These incredible dancers are among many Black performers, artists, choreographers, and activists who changed dance for everyone and made the arts more accessible to people of color.

1Anne Raven Wilkinson

Raven Wilkinson in Ballet Russe de Monte Carlo’s Les Sylphides, 1955-1961

Anne Raven Wilkinson (1935-2018) received a contract to dance with the Ballet Russe de Monte Carlo in New York City at 20 years old. She was the first African American woman to receive a contract with a major ballet company! As a young girl, Wilkinson learned ballet from dancers from Russia’s Bolshoi Theatre as well as with Madame Ludmilla Shollar (St. Petersburg Imperial Russian Ballet).

In 1954, Wilkinson began pursuing a professional career and was rejected by the Ballet Russe de Monte Carlo twice before being invited to join the company after her third audition. In the ballet, Wilkinson showed off her talents as a ballerina on stages across the country. However, due to increased racial discrimination from one of the ballet mistresses and dangerous interactions with audiences and even the Klu Klux Klan in southern cities, she decided to leave Ballet Russe in 1961.

## [Stored data]

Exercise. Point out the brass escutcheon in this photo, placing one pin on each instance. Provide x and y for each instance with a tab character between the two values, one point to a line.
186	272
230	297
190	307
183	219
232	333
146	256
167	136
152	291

...

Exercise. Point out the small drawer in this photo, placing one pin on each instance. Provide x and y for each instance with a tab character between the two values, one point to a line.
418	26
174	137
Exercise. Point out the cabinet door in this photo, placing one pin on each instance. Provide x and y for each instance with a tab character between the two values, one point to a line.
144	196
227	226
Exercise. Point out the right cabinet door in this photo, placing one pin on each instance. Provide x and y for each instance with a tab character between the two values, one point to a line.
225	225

## [Given instruction]
Could you reproduce, word for word, the stretch of the text on Black dancers from "Anne Raven Wilkinson (1935-2018)" through "Russe in 1961."? The records are unrelated to the text on Black dancers.

## [Worked solution]
Anne Raven Wilkinson (1935-2018) received a contract to dance with the Ballet Russe de Monte Carlo in New York City at 20 years old. She was the first African American woman to receive a contract with a major ballet company! As a young girl, Wilkinson learned ballet from dancers from Russia’s Bolshoi Theatre as well as with Madame Ludmilla Shollar (St. Petersburg Imperial Russian Ballet).

In 1954, Wilkinson began pursuing a professional career and was rejected by the Ballet Russe de Monte Carlo twice before being invited to join the company after her third audition. In the ballet, Wilkinson showed off her talents as a ballerina on stages across the country. However, due to increased racial discrimination from one of the ballet mistresses and dangerous interactions with audiences and even the Klu Klux Klan in southern cities, she decided to leave Ballet Russe in 1961.